Dataset items
--- Start ---

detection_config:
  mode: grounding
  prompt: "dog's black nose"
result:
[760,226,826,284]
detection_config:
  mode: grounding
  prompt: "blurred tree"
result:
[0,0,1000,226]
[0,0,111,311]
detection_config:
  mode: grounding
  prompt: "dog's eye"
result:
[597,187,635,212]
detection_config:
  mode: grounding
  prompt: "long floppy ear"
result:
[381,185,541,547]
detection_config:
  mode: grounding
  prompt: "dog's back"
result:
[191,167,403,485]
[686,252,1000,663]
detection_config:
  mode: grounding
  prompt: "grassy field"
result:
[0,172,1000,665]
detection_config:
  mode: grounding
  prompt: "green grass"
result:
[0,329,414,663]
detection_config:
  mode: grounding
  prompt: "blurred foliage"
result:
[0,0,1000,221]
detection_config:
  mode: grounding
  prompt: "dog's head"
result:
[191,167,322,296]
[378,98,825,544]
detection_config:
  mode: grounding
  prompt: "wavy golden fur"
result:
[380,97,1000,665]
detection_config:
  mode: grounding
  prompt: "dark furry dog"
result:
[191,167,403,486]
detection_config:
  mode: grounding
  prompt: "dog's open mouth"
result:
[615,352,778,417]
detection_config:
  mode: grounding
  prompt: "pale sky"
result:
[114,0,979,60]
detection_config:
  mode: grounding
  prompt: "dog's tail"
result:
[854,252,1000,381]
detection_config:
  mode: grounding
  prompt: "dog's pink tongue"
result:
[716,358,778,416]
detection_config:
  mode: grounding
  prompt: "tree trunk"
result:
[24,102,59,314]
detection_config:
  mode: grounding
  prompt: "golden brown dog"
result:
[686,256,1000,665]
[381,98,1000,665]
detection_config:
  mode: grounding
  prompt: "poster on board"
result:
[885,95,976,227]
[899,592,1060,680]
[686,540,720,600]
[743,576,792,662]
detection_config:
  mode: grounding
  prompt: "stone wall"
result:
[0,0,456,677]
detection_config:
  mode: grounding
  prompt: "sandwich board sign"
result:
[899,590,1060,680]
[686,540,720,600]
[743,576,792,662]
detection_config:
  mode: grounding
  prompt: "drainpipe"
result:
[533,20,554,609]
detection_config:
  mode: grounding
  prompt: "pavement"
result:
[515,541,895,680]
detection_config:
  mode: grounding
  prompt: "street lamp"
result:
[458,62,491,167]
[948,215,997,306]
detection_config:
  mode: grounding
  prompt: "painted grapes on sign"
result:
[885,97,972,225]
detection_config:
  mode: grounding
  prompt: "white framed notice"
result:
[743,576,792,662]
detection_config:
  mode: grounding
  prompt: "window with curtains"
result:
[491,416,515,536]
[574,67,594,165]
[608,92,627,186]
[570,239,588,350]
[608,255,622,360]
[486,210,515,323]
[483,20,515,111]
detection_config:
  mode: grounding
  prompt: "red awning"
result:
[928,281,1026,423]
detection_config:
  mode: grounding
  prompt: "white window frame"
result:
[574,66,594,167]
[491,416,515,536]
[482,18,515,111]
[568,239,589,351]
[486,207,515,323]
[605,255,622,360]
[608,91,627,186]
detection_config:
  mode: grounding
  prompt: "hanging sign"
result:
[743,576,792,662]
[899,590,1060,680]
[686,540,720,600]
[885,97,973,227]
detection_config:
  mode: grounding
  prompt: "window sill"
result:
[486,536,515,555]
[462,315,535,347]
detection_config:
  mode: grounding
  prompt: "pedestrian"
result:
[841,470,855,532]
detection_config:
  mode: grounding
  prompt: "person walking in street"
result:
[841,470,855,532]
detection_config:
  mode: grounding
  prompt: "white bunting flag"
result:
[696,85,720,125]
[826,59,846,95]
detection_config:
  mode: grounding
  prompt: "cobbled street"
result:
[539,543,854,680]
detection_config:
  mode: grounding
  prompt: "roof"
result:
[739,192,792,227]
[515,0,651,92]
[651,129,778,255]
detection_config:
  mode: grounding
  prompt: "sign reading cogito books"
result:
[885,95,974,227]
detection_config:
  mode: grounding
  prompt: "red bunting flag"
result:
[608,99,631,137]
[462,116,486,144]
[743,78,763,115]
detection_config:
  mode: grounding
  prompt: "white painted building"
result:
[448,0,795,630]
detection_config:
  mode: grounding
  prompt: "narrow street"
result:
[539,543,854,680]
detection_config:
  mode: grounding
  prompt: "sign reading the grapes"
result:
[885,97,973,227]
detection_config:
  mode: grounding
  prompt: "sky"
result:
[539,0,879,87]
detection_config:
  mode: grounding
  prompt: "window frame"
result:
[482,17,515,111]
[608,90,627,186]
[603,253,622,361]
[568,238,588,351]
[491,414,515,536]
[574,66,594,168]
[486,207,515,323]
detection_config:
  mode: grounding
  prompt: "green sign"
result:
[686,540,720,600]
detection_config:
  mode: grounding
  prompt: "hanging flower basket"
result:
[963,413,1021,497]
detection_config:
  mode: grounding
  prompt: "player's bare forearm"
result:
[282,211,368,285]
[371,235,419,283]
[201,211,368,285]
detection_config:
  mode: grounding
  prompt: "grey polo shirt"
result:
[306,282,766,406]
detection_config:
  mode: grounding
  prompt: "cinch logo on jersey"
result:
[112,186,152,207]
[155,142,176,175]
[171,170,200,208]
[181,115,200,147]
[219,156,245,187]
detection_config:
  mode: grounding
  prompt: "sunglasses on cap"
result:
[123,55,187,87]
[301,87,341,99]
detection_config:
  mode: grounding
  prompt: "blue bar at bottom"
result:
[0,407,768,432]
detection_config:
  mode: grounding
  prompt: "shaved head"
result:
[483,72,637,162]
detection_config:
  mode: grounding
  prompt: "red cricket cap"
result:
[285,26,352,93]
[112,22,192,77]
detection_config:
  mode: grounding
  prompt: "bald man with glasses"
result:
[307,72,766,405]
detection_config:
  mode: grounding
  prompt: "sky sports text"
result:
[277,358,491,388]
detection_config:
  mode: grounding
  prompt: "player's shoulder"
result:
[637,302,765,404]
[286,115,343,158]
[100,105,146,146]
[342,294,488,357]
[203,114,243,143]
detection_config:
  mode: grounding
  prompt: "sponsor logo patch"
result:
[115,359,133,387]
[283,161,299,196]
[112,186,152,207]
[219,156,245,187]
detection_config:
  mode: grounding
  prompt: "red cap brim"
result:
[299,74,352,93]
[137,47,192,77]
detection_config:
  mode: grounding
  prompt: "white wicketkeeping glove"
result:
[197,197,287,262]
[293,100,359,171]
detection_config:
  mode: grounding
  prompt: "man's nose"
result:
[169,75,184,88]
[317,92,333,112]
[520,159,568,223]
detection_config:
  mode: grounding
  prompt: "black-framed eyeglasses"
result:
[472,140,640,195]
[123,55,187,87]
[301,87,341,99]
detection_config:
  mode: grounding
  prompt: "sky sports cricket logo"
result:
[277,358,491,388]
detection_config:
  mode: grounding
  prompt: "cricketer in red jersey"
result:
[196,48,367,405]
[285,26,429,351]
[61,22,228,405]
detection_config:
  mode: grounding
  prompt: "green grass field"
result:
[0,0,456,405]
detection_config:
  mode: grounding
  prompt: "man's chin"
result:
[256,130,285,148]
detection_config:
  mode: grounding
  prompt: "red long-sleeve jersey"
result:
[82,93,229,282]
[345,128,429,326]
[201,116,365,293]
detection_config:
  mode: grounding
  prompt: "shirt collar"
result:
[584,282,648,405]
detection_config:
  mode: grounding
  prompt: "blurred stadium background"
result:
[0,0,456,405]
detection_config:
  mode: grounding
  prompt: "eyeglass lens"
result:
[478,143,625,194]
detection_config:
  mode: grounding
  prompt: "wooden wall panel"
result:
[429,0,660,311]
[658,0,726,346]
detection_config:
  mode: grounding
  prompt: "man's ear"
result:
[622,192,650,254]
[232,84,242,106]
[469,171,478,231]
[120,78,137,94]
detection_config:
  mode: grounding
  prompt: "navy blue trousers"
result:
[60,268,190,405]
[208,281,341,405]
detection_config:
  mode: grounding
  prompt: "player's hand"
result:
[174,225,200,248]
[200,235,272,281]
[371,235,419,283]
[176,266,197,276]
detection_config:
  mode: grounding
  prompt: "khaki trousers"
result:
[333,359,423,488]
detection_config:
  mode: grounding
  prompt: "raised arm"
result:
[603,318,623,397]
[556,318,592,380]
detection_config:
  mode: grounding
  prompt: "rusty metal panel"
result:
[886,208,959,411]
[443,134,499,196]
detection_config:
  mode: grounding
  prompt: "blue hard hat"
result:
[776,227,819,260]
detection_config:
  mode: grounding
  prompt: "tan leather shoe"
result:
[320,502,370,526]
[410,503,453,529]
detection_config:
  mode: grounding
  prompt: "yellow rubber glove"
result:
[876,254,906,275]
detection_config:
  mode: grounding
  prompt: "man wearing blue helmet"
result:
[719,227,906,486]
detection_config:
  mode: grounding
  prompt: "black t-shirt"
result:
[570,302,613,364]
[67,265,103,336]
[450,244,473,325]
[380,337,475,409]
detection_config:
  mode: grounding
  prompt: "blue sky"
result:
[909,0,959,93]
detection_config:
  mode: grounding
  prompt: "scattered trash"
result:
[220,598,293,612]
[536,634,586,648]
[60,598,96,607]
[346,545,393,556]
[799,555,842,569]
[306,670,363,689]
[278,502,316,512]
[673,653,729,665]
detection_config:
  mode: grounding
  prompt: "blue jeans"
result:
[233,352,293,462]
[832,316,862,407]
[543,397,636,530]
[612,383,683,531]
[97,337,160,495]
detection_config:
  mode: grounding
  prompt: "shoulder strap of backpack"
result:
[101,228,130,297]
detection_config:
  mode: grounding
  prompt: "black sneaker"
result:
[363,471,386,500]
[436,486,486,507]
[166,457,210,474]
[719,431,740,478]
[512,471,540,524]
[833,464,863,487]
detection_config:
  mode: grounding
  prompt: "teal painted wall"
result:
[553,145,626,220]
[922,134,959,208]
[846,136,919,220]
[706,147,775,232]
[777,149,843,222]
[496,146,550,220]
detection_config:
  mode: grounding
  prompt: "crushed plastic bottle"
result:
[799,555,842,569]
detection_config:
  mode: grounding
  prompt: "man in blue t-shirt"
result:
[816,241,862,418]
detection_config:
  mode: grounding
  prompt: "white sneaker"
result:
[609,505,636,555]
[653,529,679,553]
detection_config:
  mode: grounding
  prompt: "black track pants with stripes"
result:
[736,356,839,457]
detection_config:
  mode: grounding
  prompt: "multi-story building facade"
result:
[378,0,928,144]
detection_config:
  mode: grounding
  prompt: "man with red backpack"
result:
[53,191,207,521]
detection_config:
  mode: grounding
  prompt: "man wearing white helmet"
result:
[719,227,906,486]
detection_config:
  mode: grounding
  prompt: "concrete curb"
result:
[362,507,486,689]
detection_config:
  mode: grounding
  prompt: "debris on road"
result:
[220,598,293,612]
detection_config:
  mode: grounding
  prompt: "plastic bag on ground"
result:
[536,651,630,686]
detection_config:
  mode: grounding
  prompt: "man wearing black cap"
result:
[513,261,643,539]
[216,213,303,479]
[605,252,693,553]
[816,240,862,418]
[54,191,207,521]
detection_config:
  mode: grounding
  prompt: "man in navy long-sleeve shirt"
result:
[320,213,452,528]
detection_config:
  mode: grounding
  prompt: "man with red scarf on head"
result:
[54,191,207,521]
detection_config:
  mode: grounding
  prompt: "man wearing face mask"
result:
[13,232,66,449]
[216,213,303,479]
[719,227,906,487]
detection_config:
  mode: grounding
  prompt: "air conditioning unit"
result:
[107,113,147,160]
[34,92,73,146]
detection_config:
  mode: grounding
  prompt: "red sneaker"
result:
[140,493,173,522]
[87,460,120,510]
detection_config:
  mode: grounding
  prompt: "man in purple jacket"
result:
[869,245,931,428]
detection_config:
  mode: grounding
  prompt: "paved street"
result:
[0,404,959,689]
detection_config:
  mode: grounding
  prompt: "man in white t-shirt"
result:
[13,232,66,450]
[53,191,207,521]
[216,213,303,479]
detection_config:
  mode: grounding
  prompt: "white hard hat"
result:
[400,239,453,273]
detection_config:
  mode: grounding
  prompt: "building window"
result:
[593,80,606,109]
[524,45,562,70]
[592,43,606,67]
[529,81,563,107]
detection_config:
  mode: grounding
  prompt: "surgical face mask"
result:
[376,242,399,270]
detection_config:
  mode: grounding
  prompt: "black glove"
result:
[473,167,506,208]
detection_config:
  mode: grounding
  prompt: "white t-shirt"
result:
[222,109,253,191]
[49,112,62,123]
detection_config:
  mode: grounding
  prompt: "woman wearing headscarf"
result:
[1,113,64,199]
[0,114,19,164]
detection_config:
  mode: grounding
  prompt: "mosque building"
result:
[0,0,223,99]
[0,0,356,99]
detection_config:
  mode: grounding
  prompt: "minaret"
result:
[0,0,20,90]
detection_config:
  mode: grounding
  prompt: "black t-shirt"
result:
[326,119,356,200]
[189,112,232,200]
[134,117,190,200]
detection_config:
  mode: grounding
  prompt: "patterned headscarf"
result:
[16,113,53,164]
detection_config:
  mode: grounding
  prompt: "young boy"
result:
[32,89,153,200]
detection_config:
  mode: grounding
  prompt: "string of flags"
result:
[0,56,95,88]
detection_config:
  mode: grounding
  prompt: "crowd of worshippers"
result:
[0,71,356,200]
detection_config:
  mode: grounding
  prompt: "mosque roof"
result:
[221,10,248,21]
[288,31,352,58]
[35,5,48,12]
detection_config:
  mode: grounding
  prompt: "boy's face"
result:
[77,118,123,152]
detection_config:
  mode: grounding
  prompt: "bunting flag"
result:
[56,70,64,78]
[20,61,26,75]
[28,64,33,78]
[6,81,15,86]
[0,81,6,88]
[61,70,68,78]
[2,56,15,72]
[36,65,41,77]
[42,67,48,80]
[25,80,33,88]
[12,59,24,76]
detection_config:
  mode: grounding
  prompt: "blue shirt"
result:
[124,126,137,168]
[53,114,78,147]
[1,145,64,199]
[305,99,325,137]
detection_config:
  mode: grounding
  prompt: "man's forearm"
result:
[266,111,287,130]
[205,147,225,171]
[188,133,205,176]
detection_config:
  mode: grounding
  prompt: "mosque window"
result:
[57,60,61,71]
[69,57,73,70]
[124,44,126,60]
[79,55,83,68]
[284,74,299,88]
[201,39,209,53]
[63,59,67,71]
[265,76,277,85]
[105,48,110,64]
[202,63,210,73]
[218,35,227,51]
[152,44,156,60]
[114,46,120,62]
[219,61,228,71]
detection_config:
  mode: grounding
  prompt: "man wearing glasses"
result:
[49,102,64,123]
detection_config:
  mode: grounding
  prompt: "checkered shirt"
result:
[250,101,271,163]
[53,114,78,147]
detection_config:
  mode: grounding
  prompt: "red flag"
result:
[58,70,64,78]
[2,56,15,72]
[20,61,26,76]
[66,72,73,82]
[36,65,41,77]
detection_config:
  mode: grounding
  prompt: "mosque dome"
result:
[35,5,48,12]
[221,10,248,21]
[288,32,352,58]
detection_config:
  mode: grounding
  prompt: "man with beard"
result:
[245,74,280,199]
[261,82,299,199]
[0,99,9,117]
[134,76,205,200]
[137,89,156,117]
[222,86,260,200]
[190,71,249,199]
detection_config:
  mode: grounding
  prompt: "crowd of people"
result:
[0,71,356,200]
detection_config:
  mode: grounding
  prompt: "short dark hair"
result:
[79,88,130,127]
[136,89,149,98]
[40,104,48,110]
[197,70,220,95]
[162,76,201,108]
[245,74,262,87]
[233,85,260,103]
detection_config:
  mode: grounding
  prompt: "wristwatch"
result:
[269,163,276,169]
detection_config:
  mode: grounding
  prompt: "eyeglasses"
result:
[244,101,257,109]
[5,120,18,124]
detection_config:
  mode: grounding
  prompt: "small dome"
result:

--- End ---

» Written instruction: Copy everything from the start of the items down to the line containing "[0,329,414,663]", both ends included, but change "grassy field" to "open meadow" and leave all else unchanged.

» Answer to this task:
detection_config:
  mode: grounding
  prompt: "dog's black nose"
result:
[760,226,826,284]
detection_config:
  mode: grounding
  prompt: "blurred tree"
result:
[0,0,1000,226]
[0,0,111,311]
detection_config:
  mode: grounding
  prompt: "dog's eye"
result:
[597,187,635,212]
detection_config:
  mode: grounding
  prompt: "long floppy ear"
result:
[381,185,541,547]
detection_config:
  mode: grounding
  prompt: "dog's back"
result:
[191,167,403,485]
[686,252,1000,663]
detection_config:
  mode: grounding
  prompt: "open meadow"
result:
[0,172,1000,665]
detection_config:
  mode: grounding
  prompt: "green grass"
result:
[0,329,414,663]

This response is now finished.